[[ ENTRIES PROVIDED open ]]
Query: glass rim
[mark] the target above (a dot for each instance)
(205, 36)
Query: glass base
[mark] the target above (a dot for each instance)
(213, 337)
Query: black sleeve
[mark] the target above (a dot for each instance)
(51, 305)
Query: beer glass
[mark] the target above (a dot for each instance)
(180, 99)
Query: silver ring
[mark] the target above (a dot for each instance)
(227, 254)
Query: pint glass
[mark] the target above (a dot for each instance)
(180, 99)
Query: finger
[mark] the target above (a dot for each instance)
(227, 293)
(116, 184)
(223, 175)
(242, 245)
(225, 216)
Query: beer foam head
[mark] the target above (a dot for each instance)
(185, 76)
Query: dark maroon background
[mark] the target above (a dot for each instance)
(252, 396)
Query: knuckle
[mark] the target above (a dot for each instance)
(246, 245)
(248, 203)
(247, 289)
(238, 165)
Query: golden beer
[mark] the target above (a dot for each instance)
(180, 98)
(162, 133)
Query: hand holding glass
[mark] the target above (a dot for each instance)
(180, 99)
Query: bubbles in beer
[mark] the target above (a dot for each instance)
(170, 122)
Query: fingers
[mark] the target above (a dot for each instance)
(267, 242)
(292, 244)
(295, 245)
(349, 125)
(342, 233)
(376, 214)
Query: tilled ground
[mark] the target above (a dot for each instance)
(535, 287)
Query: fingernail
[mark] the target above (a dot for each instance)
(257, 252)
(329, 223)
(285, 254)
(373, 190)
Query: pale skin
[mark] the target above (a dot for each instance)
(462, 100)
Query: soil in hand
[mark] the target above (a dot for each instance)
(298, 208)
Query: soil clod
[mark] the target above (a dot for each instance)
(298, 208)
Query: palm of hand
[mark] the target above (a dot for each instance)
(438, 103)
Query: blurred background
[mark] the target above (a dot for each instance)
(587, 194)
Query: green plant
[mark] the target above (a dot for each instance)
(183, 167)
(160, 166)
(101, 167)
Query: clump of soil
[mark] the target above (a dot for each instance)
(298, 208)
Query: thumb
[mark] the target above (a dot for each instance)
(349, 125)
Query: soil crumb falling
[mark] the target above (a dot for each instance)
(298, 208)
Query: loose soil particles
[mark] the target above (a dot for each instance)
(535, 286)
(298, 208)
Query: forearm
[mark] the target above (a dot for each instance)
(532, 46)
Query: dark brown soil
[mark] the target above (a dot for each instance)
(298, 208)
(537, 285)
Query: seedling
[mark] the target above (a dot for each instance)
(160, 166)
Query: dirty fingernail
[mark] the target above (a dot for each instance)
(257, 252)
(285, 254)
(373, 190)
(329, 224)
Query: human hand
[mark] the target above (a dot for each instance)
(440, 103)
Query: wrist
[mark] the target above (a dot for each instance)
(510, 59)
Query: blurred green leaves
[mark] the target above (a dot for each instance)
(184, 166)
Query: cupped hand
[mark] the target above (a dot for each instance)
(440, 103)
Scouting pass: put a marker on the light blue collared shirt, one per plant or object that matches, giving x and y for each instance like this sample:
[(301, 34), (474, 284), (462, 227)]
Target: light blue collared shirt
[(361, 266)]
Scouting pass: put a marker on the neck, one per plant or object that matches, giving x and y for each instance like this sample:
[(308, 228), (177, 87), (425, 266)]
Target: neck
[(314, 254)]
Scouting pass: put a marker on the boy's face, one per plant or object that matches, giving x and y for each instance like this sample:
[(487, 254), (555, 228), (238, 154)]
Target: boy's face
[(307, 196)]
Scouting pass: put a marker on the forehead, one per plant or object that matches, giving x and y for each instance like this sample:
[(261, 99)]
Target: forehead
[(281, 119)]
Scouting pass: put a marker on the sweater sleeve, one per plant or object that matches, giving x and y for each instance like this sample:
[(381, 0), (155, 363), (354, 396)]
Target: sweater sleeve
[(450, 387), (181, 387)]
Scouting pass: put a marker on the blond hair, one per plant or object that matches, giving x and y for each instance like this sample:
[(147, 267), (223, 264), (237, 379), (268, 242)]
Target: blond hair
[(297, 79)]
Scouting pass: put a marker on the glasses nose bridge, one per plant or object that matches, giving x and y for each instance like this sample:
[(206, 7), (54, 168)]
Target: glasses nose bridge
[[ ENTRIES PROVIDED closed ]]
# GOAL OF THE EXERCISE
Would you set down all the lines above, exactly and in full?

# WRITTEN ANSWER
Query: glass rim
[mark] the target above (a dot for each instance)
(205, 36)
Query: glass base
[mark] the target above (a dot for each instance)
(213, 337)
Query: black sleeve
[mark] the target above (a dot for each instance)
(51, 305)
Query: beer glass
[mark] the target above (a dot for each instance)
(180, 99)
Query: silver ring
[mark] the target above (a dot for each instance)
(227, 254)
Query: pint glass
[mark] the target above (a dot for each instance)
(180, 99)
Query: finger
[mark] the target above (a dot for each instance)
(227, 293)
(116, 184)
(223, 175)
(242, 245)
(225, 216)
Query: beer foam head
[mark] the target above (a dot for each instance)
(185, 76)
Query: dark maroon background
[mark] the target above (a dot for each instance)
(252, 396)
Query: knuckle
[mark] the target above (a dot for each instance)
(246, 245)
(248, 203)
(247, 289)
(238, 165)
Query: golden beer
[mark] the target above (a dot for each instance)
(180, 98)
(162, 133)
Query: hand holding glass
[mark] the target above (a dot for each instance)
(180, 99)
Query: bubbles in beer
[mark] the target above (a dot for each instance)
(170, 122)
Query: fingers
[mark] the target above (a dot for each instance)
(267, 242)
(292, 244)
(295, 245)
(349, 125)
(342, 233)
(376, 214)
Query: tilled ground
[mark] the target above (a dot for each instance)
(535, 287)
Query: fingernail
[mark] the target above (a dot for each instance)
(257, 252)
(329, 223)
(285, 254)
(373, 190)
Query: pale skin
[mark] the target above (a dot for each instance)
(462, 100)
Query: soil in hand
[mark] the target above (a dot for each instance)
(298, 208)
Query: soil clod
[mark] the target above (a dot for each instance)
(298, 208)
Query: palm of hand
[mark] the target above (a dot for each instance)
(438, 103)
Query: blurred background
[mark] the target above (a dot for each instance)
(587, 194)
Query: green plant
[mark] the target above (a dot for each instance)
(183, 167)
(160, 166)
(101, 167)
Query: clump of soil
[mark] the target above (a dot for each instance)
(298, 208)
Query: thumb
[mark] the target above (a dot for each instance)
(349, 125)
Query: soil crumb falling
[mark] the target above (a dot for each instance)
(298, 208)
Query: loose soil particles
[mark] the target above (a dot for each instance)
(535, 286)
(298, 208)
Query: forearm
[mark] the target above (a dot for each instance)
(532, 46)
Query: dark brown soil
[mark] the target above (a dot for each instance)
(298, 208)
(537, 285)
Query: seedling
[mark] the target above (a dot for each instance)
(160, 166)
Query: dirty fingernail
[mark] the target above (a dot for each instance)
(257, 252)
(285, 254)
(373, 190)
(329, 224)
Query: human hand
[mark] the target above (a dot for each instance)
(440, 103)
Query: wrist
[mark] the target above (a dot for each instance)
(510, 59)
Query: blurred green leaves
[mark] the target above (a dot for each instance)
(184, 166)
Query: cupped hand
[mark] the target above (a dot for each instance)
(440, 103)
Scouting pass: put a marker on the light blue collared shirt, one per plant or object that matches, giving x and y for each instance like this sample:
[(301, 34), (474, 284), (462, 227)]
Target: light blue collared shirt
[(361, 266)]
Scouting pass: put a marker on the neck, one per plant or object that matches, giving x and y for each instance like this sample:
[(308, 228), (177, 87), (425, 266)]
Target: neck
[(314, 254)]
Scouting pass: put a marker on the boy's face, one per plant or object that matches, giving x and y for each instance like this sample:
[(487, 254), (555, 228), (238, 154)]
Target: boy's face
[(307, 196)]
Scouting pass: put a marker on the forehead, one per plant or object that matches, giving x and y for each instance like this sample:
[(261, 99)]
Target: forehead
[(281, 119)]
Scouting pass: put a marker on the sweater sleeve, one per plant or object that matches, giving x and y for each instance like this sample:
[(381, 0), (155, 363), (354, 396)]
Target: sweater sleeve
[(450, 387), (181, 387)]
Scouting pass: put a marker on the blond hair, one per plant or object that matches, giving x and y for each instance like this sample:
[(147, 267), (223, 264), (237, 379), (268, 242)]
Target: blond hair
[(297, 79)]
Scouting pass: put a marker on the glasses nose bridge, one per plant or object that matches, giving x and y for each instance like this sample:
[(206, 7), (54, 168)]
Target: glasses nose bridge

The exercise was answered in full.